** Opening Data in this exercise block **

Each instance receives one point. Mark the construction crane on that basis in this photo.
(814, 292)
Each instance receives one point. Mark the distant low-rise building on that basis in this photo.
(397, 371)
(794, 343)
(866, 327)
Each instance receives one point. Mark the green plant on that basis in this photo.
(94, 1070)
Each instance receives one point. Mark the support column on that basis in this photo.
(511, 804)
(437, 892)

** Closing Data in this exercise block **
** Opening Data in this exercise block **

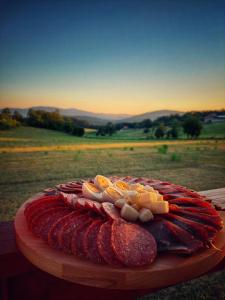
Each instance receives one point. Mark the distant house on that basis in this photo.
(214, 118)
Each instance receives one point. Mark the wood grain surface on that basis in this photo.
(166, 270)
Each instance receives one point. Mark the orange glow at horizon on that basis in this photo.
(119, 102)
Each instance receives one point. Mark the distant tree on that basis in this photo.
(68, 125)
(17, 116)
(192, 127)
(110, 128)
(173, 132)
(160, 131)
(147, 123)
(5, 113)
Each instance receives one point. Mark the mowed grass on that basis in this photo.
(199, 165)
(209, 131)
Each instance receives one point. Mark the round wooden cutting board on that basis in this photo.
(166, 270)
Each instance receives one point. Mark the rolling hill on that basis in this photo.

** Closing Data in this exercise block **
** Opening Data in this exercise block **

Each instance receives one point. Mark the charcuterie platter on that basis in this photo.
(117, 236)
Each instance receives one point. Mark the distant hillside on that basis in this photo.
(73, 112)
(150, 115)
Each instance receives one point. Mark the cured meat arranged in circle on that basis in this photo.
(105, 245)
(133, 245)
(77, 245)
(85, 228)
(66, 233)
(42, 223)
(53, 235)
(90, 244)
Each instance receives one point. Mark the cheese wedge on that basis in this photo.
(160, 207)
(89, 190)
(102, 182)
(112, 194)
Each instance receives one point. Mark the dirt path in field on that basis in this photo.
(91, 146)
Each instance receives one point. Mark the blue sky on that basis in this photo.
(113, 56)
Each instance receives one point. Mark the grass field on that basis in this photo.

** Closing Data in this exercise block **

• **Task details**
Of the lines above, output exactly those from the line bearing "Each instance receives one point. Mark the wood" through the line bearing "Each instance receives one point. Mark the rolling", inclusive.

• **Task response**
Each instance receives one point. Mark the wood grain surface on that basis in this photo.
(166, 270)
Each instance receives one point. Mark the orange glow at horizon on that basis in this photo.
(119, 102)
Each instance receives one point. Mark the distant tree on that basis in this photo.
(68, 125)
(17, 116)
(192, 127)
(110, 128)
(173, 132)
(160, 131)
(147, 123)
(5, 113)
Each instance receives one point. Mark the mowed grass on that basis in this photo.
(199, 165)
(209, 131)
Each instance receives one point. Mark the round wooden cutting board on that basis in this photo.
(166, 270)
Each instance receives one point. Mark the rolling hill on that basis in this photo.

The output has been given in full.